(Task data begins)

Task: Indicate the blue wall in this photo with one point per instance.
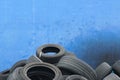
(89, 28)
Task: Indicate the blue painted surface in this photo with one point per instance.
(89, 28)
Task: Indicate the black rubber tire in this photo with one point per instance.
(75, 77)
(103, 70)
(15, 75)
(41, 53)
(20, 63)
(40, 71)
(116, 67)
(77, 66)
(4, 74)
(112, 76)
(33, 59)
(64, 77)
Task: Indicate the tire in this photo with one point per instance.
(116, 67)
(75, 77)
(103, 70)
(15, 75)
(20, 63)
(43, 50)
(33, 59)
(112, 76)
(77, 67)
(4, 74)
(40, 71)
(64, 77)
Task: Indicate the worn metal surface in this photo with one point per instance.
(89, 28)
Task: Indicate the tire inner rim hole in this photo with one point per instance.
(50, 50)
(40, 73)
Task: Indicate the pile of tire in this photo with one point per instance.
(62, 65)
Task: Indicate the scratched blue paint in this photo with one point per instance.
(89, 28)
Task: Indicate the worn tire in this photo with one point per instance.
(77, 66)
(43, 50)
(32, 59)
(40, 71)
(75, 77)
(4, 74)
(103, 70)
(112, 76)
(20, 63)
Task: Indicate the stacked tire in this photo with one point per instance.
(53, 62)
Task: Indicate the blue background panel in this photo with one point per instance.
(89, 28)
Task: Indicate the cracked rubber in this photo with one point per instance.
(75, 77)
(15, 75)
(43, 50)
(77, 66)
(40, 71)
(112, 76)
(64, 77)
(116, 67)
(20, 63)
(103, 70)
(4, 74)
(33, 59)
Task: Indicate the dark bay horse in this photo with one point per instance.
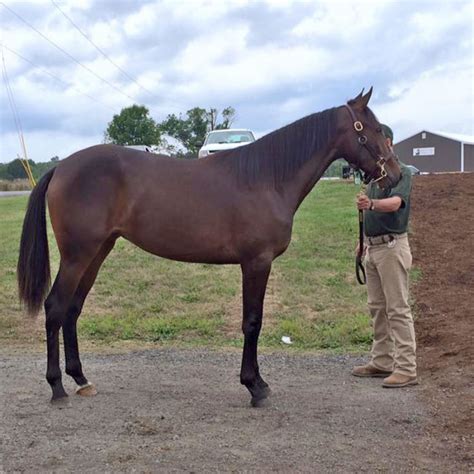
(234, 207)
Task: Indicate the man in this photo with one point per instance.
(387, 263)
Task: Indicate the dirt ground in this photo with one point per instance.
(183, 410)
(443, 248)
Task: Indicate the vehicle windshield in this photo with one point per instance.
(229, 137)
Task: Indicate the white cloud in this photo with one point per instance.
(439, 99)
(274, 61)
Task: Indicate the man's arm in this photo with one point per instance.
(391, 204)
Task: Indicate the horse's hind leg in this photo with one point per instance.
(71, 347)
(254, 278)
(56, 307)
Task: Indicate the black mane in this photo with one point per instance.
(276, 157)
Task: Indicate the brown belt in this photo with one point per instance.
(384, 239)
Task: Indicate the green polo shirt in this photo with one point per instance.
(380, 223)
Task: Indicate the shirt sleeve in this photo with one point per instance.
(403, 188)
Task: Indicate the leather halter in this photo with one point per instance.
(362, 139)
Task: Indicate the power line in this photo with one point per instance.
(125, 73)
(45, 71)
(19, 128)
(68, 55)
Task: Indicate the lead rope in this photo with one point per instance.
(360, 270)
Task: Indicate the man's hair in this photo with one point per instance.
(387, 131)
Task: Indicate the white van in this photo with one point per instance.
(218, 140)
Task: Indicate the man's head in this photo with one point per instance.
(387, 131)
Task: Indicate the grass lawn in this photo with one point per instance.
(312, 294)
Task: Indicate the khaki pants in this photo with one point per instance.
(394, 346)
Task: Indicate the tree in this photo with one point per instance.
(133, 126)
(15, 170)
(191, 130)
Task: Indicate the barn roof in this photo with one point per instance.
(459, 137)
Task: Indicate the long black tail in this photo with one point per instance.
(33, 272)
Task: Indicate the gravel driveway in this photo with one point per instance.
(185, 410)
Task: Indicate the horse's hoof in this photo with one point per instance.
(86, 390)
(260, 402)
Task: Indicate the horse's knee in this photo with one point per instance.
(252, 324)
(73, 368)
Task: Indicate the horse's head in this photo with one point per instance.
(364, 145)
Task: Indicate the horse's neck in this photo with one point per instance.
(307, 176)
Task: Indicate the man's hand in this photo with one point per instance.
(363, 202)
(364, 249)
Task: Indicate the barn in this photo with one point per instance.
(433, 152)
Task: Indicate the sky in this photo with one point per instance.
(273, 61)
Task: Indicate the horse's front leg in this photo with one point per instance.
(254, 283)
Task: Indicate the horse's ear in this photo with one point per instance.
(365, 99)
(356, 99)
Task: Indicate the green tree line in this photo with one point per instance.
(135, 126)
(14, 169)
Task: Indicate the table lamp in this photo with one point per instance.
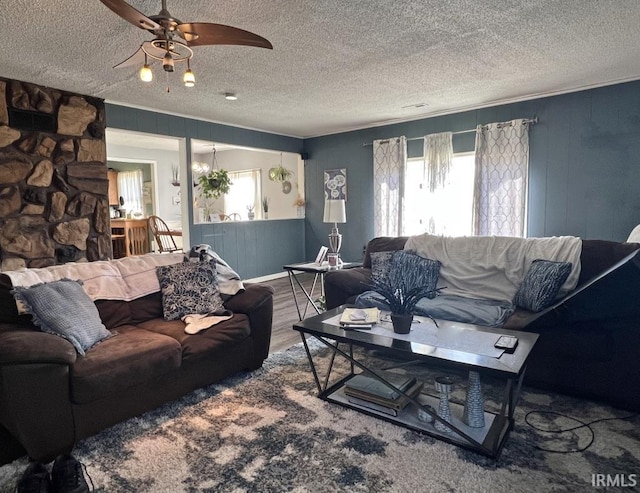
(334, 212)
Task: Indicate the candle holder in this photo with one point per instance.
(444, 386)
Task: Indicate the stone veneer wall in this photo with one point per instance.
(53, 185)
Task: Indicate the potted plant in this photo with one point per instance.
(215, 183)
(401, 300)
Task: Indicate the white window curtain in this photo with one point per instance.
(500, 186)
(130, 189)
(438, 156)
(389, 163)
(244, 193)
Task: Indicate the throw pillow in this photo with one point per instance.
(63, 308)
(541, 284)
(409, 270)
(188, 288)
(229, 281)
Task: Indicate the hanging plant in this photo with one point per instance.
(215, 183)
(280, 173)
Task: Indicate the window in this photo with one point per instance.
(244, 193)
(446, 211)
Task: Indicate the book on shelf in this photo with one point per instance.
(369, 385)
(396, 404)
(360, 316)
(372, 405)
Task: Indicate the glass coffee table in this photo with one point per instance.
(447, 345)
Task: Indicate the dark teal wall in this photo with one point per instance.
(584, 176)
(256, 248)
(177, 126)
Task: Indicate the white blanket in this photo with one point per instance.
(124, 279)
(493, 267)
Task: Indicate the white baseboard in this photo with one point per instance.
(270, 277)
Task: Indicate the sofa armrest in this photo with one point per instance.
(25, 346)
(35, 401)
(257, 303)
(341, 285)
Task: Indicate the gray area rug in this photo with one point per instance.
(268, 432)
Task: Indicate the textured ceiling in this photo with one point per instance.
(336, 64)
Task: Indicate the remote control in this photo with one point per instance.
(508, 343)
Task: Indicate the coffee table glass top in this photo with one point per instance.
(425, 341)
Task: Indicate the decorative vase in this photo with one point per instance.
(401, 322)
(474, 403)
(444, 386)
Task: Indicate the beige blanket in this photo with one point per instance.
(493, 267)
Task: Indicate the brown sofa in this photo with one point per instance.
(51, 397)
(589, 343)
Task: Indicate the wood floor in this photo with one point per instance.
(284, 311)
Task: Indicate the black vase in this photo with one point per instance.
(401, 322)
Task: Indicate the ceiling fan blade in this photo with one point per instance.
(129, 14)
(206, 33)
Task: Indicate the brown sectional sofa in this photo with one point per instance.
(589, 343)
(50, 397)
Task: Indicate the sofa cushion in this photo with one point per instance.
(382, 244)
(206, 342)
(49, 305)
(114, 313)
(412, 271)
(381, 264)
(146, 308)
(132, 357)
(541, 284)
(189, 288)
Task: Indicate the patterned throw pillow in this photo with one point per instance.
(64, 309)
(381, 264)
(188, 288)
(541, 285)
(409, 270)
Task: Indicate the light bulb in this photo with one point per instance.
(146, 75)
(167, 62)
(189, 78)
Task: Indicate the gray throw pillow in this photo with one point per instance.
(381, 264)
(409, 271)
(189, 288)
(541, 284)
(64, 309)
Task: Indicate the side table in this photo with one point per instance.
(319, 271)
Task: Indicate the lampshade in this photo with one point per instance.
(334, 211)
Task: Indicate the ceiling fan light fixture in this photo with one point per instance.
(146, 75)
(189, 77)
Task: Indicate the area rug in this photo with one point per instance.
(266, 431)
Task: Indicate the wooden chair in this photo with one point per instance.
(163, 235)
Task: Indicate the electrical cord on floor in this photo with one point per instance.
(566, 430)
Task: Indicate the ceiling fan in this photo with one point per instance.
(174, 39)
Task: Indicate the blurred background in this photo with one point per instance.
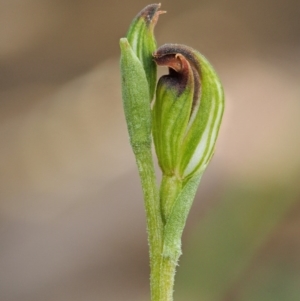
(72, 223)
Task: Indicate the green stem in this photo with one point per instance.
(169, 191)
(154, 221)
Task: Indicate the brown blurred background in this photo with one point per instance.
(72, 223)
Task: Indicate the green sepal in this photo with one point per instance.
(198, 146)
(135, 94)
(171, 114)
(185, 148)
(141, 38)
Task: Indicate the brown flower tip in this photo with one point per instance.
(183, 64)
(150, 14)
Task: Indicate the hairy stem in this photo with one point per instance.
(154, 221)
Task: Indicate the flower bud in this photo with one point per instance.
(187, 112)
(138, 72)
(142, 41)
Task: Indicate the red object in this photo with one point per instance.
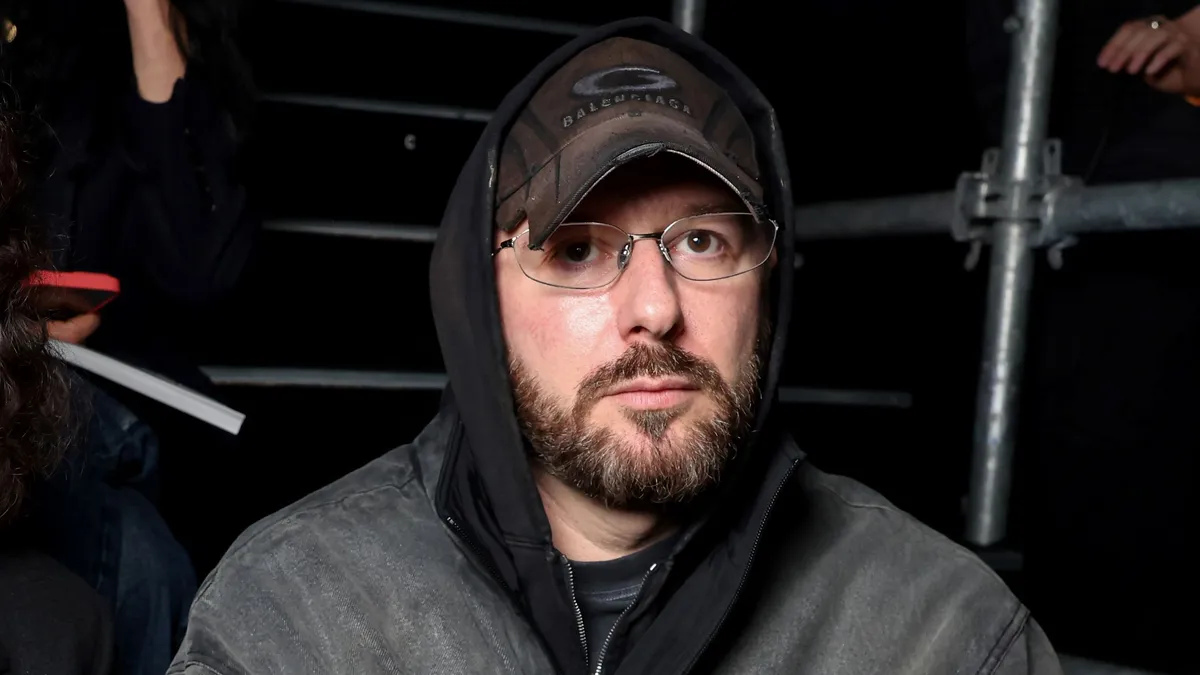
(82, 292)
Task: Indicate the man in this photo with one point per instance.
(607, 488)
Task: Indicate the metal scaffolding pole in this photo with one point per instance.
(432, 13)
(689, 15)
(393, 381)
(1011, 274)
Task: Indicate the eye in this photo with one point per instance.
(577, 252)
(699, 242)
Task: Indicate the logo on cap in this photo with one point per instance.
(623, 79)
(618, 84)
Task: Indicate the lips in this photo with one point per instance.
(647, 386)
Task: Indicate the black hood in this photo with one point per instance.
(486, 490)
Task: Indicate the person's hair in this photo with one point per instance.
(34, 389)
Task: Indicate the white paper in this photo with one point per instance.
(153, 386)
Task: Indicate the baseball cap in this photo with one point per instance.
(616, 101)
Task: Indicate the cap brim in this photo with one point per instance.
(563, 183)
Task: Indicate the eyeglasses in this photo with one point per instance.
(592, 255)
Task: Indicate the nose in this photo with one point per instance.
(647, 294)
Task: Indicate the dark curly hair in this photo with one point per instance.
(34, 387)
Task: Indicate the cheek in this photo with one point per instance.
(723, 328)
(556, 336)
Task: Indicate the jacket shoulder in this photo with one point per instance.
(862, 586)
(370, 543)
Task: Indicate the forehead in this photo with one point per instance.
(665, 185)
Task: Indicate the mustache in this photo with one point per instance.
(649, 360)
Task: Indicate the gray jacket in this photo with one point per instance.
(364, 578)
(439, 557)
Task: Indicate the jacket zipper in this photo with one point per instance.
(579, 611)
(479, 554)
(607, 640)
(745, 573)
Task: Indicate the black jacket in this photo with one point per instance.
(51, 622)
(438, 557)
(149, 193)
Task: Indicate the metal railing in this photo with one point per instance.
(397, 381)
(1017, 204)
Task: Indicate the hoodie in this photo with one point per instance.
(439, 556)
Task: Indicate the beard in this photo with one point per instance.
(658, 467)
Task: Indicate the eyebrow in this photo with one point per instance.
(714, 208)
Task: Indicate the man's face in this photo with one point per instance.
(636, 393)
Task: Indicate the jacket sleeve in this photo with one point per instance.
(189, 225)
(1029, 653)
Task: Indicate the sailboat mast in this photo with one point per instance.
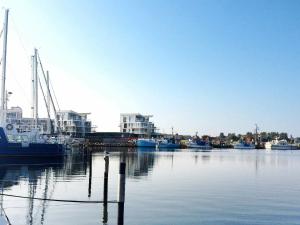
(35, 77)
(3, 91)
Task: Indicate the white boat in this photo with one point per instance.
(243, 145)
(280, 145)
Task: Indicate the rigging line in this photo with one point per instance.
(19, 36)
(54, 94)
(54, 109)
(7, 219)
(9, 223)
(20, 86)
(57, 200)
(44, 97)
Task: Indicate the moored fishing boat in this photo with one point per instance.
(280, 145)
(146, 142)
(167, 144)
(199, 145)
(244, 145)
(13, 142)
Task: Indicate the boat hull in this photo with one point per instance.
(31, 150)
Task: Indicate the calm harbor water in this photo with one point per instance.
(162, 188)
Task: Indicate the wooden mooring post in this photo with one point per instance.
(90, 173)
(105, 188)
(121, 193)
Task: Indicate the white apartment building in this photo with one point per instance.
(137, 123)
(73, 123)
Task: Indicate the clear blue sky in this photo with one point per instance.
(206, 66)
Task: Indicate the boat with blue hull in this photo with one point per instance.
(143, 142)
(14, 142)
(31, 149)
(199, 144)
(167, 144)
(244, 145)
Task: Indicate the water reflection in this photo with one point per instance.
(40, 177)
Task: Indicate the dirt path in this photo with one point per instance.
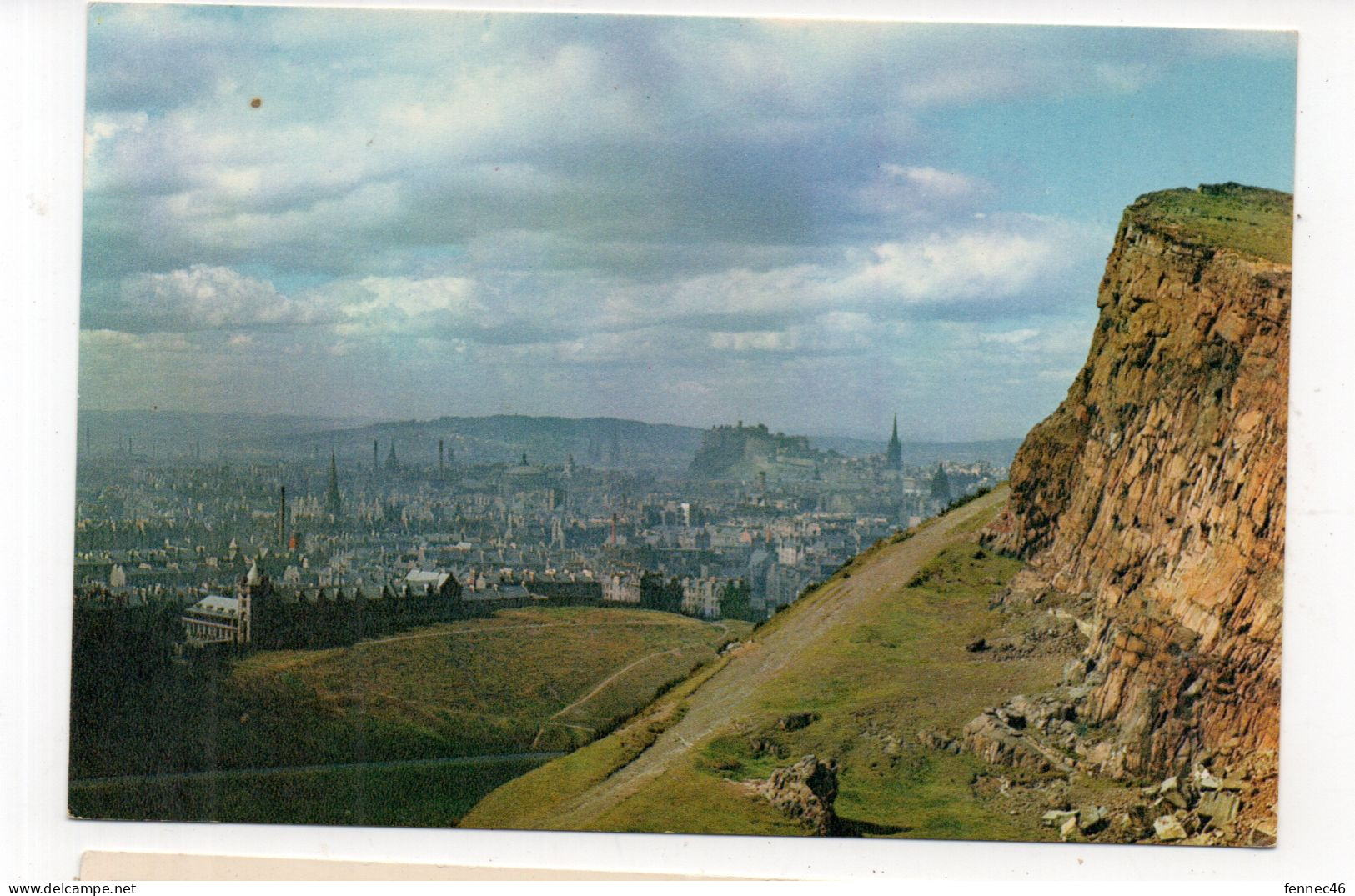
(730, 693)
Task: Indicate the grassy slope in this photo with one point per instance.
(897, 666)
(1248, 219)
(476, 687)
(469, 688)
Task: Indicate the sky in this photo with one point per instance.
(816, 225)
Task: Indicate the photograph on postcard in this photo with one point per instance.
(672, 424)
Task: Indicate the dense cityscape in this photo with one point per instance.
(754, 520)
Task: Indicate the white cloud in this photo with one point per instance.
(205, 297)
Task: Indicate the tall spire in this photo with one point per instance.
(895, 453)
(334, 501)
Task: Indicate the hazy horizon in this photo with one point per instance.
(671, 219)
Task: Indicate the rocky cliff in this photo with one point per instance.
(1156, 490)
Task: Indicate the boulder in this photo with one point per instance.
(1056, 818)
(1092, 819)
(1218, 807)
(805, 792)
(1168, 830)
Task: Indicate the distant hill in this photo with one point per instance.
(592, 442)
(499, 438)
(925, 453)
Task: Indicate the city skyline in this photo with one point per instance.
(668, 219)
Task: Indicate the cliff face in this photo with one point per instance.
(1157, 488)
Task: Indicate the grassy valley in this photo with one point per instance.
(854, 672)
(350, 735)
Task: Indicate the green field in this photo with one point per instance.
(1248, 219)
(519, 681)
(424, 796)
(892, 668)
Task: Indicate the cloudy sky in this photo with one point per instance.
(671, 219)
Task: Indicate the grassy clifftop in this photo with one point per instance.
(1248, 219)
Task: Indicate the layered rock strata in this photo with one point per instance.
(1157, 488)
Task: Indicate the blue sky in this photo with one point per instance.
(672, 219)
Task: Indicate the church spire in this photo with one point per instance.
(334, 501)
(895, 453)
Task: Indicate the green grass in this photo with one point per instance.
(434, 796)
(472, 688)
(1248, 219)
(896, 669)
(468, 688)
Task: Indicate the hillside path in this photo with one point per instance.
(732, 692)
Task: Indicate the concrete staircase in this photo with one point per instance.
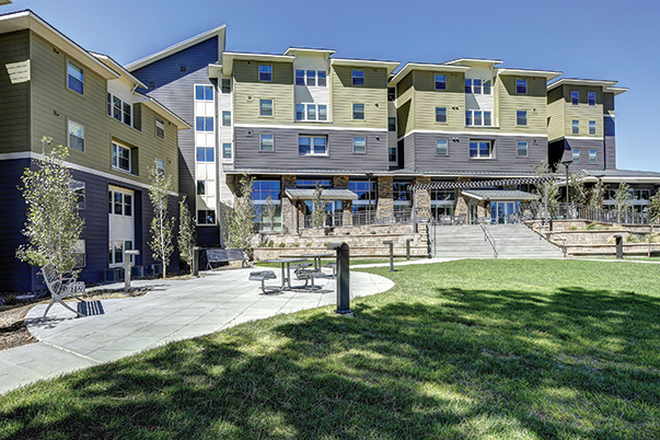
(511, 241)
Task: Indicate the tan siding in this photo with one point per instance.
(51, 96)
(534, 102)
(14, 101)
(248, 92)
(373, 95)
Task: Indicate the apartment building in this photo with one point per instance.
(51, 86)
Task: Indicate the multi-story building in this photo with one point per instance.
(50, 86)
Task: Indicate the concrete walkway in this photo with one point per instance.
(173, 310)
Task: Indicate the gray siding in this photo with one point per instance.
(340, 150)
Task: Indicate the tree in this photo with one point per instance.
(240, 219)
(53, 225)
(161, 226)
(187, 234)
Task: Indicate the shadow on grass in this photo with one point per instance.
(455, 364)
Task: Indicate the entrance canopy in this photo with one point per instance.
(326, 194)
(500, 195)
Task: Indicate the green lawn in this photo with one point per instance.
(493, 349)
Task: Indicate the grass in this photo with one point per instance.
(493, 349)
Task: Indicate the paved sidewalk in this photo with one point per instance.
(172, 311)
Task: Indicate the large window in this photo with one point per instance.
(481, 150)
(121, 157)
(312, 145)
(76, 136)
(75, 78)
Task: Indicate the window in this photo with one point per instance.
(205, 217)
(160, 128)
(226, 119)
(441, 114)
(226, 151)
(575, 98)
(357, 77)
(358, 111)
(266, 142)
(441, 82)
(121, 157)
(204, 93)
(78, 192)
(266, 107)
(312, 145)
(205, 154)
(441, 147)
(321, 78)
(359, 144)
(76, 78)
(265, 72)
(576, 126)
(76, 136)
(480, 150)
(592, 98)
(204, 123)
(225, 85)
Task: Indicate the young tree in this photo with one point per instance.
(187, 234)
(240, 219)
(53, 225)
(161, 226)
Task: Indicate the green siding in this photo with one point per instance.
(14, 104)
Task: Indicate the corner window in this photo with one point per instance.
(266, 107)
(359, 144)
(442, 147)
(441, 114)
(121, 157)
(358, 111)
(265, 72)
(205, 154)
(357, 77)
(160, 128)
(575, 126)
(441, 82)
(575, 98)
(75, 78)
(266, 142)
(76, 136)
(312, 145)
(226, 151)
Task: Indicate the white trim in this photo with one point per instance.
(311, 127)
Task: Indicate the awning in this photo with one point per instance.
(326, 194)
(500, 195)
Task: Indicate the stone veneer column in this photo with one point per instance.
(288, 208)
(423, 196)
(385, 201)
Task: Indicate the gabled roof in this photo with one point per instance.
(218, 32)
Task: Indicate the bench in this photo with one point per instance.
(60, 288)
(225, 256)
(262, 276)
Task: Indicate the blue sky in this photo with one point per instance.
(591, 39)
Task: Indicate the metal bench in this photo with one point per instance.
(262, 276)
(60, 288)
(225, 256)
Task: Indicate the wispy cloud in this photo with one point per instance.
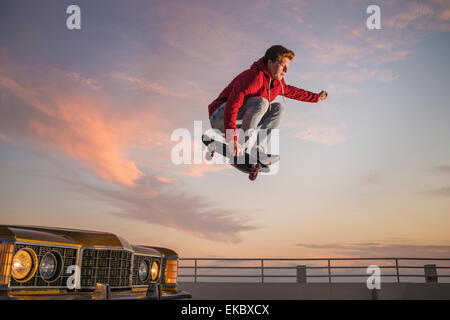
(149, 202)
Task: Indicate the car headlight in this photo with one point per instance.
(24, 265)
(155, 270)
(143, 270)
(50, 266)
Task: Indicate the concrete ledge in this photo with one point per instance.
(315, 291)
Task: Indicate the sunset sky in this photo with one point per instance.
(86, 118)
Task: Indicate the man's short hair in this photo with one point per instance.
(277, 52)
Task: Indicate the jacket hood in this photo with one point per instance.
(260, 66)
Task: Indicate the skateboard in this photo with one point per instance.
(247, 163)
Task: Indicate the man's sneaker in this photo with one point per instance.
(266, 159)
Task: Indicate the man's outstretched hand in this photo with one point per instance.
(323, 95)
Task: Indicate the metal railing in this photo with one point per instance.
(430, 271)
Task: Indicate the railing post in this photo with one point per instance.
(262, 270)
(301, 273)
(195, 271)
(329, 271)
(398, 273)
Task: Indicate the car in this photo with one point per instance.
(68, 264)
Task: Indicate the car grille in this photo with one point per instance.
(68, 255)
(105, 266)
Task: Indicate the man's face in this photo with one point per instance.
(279, 68)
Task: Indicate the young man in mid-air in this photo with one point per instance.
(248, 98)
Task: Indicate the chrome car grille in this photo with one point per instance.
(105, 266)
(68, 255)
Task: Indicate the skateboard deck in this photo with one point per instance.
(247, 163)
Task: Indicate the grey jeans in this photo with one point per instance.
(255, 113)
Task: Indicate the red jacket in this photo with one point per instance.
(254, 82)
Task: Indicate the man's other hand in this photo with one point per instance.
(323, 95)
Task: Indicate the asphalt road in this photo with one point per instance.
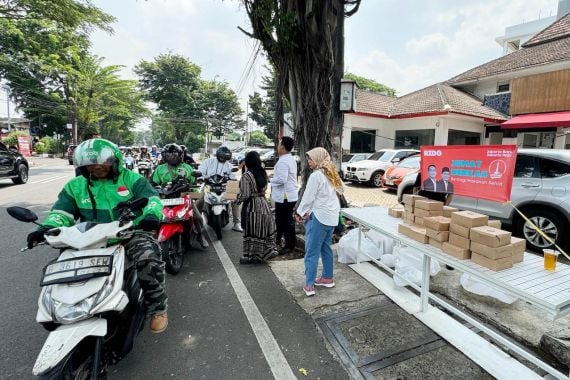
(210, 335)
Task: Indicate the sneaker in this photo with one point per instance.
(158, 323)
(309, 290)
(203, 242)
(326, 282)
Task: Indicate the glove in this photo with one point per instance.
(36, 237)
(149, 223)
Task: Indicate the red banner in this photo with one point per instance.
(24, 146)
(476, 171)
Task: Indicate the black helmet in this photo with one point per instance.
(172, 154)
(223, 154)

(Task data ends)

→ Work to complete: Each line from the one with "Task: Indicate the black helmet" through the end of the entries above is to be returned word for word. Nothing else belongs in the answer.

→ Task answer:
Task: Indicate the black helmet in this photo with one point per instance.
(172, 154)
(223, 154)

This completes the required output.